--- Extracto ---
--- --- ---
Muchos me preguntan si
está vivo Nicanor Parra. Les digo, como Neruda, la Mistral, Huidobro, De
Rokha, G. Rojas, Hahn, Teillier, Lihn y pare de contar. Sólo que atraviesa
las noches en Las Cruces con la calavera de Hamlet en el Pacífico chileno, y
en un mundo lleno de terror, es el único poeta autorizado para detonar
artefactos, poéticos, indudablemente.
Parra, me convencí, no cree en la muerte, él la va a
enterrar y le recitará su poema de Lázaro, y si aún así no comprenden su
'inmortalidad', la rematará con un epitafio: me gustas cuando callas.
Hijo del insomnio nerudiano, Nicanor Parra, lorquiano,
corazón, y parriano por obligación, vino a este mundo a pedalea por el hondo
y peludo camino de la poesía entre rosas y espinas, violetas y nomeolvides,
desde San Fabián de Alico a Oxford, pasando por La Reina, el Pedagógico de
la Universidad de Chile, Nueva York, Pekin y Moscú. La entrada a Estocolmo se
le negó dos veces, antes del cantar de un gallo, y aún así, el muy bribón
también lo niega. No hay primera, sin tercera, y Nicanor va otra vez a la
pecera de Estocolmo.
Pero ahí está aún, vivito y coleando, hombre de primeras planas, en un país
en que la poesía naufraga como una prima dona por la Vega Central, quiere
flores señorita, del brazo de un cabo de la comisaría de Renca, huérfana, pálida,
enjuta, llena de amores y absolutamente olvidada hasta por los cementerios. Es
uno de nuestros grandes mitos en extinción como el desastre de Rancagua, la
inmortal gloria del fracaso.
--- --- ---
--- Tarea propuesta 1 ---
Según el texto sobre Nicanor Parra, ¿cuántas veces se le negó a Parra la entrada a Estocolmo?
--- Tarea propuesta 2 ---
Traduce al inglés esta oración del texto sobre Nicanor Parra: «Parra, me convencí, no cree en la muerte, él la va a enterrar y le recitará su poema de Lázaro, y si aún así no comprenden su 'inmortalidad', la rematará con un epitafio: me gustas cuando callas.»
--- Tarea propuesta 3 ---
Escribe la continuación del texto sobre Nicanor Parra a partir de su última oración.

--- Sección de datos ---
--- --- ---
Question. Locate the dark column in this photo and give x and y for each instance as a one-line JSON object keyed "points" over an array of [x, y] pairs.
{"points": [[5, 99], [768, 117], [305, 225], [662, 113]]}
--- --- ---
--- Resultado 1 ---
Dos veces.

--- Resultado 2 ---
Parra, I became convinced, does not believe in death; he is going to bury it and recite his Lazarus poem to it, and if even then they do not understand his 'immortality,' he will finish it off with an epitaph: I like you when you are quiet.

--- Resultado 3 ---
A Nicanor, antes de morir, el municipio debiera entregarle
las llaves del cementerio para que haga a solas sus arreglos, explique las
tardanzas, se comunique con sus colegas, les cuente como está la cosa en
tierra firme, y los entere del smog, un oxígeno que los chilenos disfrutan
como si ya todos estuvieran enterrados.
Un último servicio de poeta sería escribir una Oda al
smog y recitarla bajo tierra, porque este es en verdad uno de los grandes
vicios del mundo moderno, asfixiarse por cuenta propia. La vos gangosa y más
famosa del Chile poético del siglo XX, le acompañaría en un dúo subterráneo
El país podría recoger de la atmósfera el suficiente
material para hacer y exportar bombas lacrimógenas, ya que es un exportador
neto hasta de lombrices. A globalizar el mercado del smog, una de las tareas
de la antipoesía. Nicanor Parra se muere de la risa con Hamlet en Las Cruces.
No le teme cruzar el río, dice, al otro lado estará Roberto, su hermano,
esperándole con su guitarra y la Violeta, la viola chilensis, en un canto
profundo de dolor y tierra. La vida es un guijarro callado y alegre.
El hombre está tocando aún la Cueca más larga de Chile,
es un poeta long play. Simplemente un larga duración. Se ha declarado
inmortal y no acepta velas, ningún entierro
El hombre que dijo, entre Huidobro, Neruda y de Rokha, que
él no tenía velas en ese entierro, sigue vivo y coleando, pulsando lo cola
del Dragón de la poesía.
¿Quién dijo que la poesía estaba en un ataúd lleno de
rosas lista para ser enterrada?
Sigue creciendo en los viñedos de Parral, en el Valle de
Elqui, Cartagena, bajo el smog de Santiago flotan sus raíces y en Las Cruces,
vive con la muerte.
Parra, el último retórico
Nicanor Parra es como el bolero, está siempre despidiéndose.
El hombre estruja los calcetines de su poesía. Le arranca la propia retórica,
un último grito al cisne, y las cenizas del Ave Fénix son parrianas. Upa,
chalupa, le dice a la antipoesía. Se retira, pero sigue jugando. Pacta con
Las Cruces, pero no con la cruz. Es un nuevo mar silencioso entre sus dos
pares: Neruda y Huidobro, un paso a la izquierda y otro más allá, el que
primero dieron ellos, los grandes fantasmas de la poesía chilena.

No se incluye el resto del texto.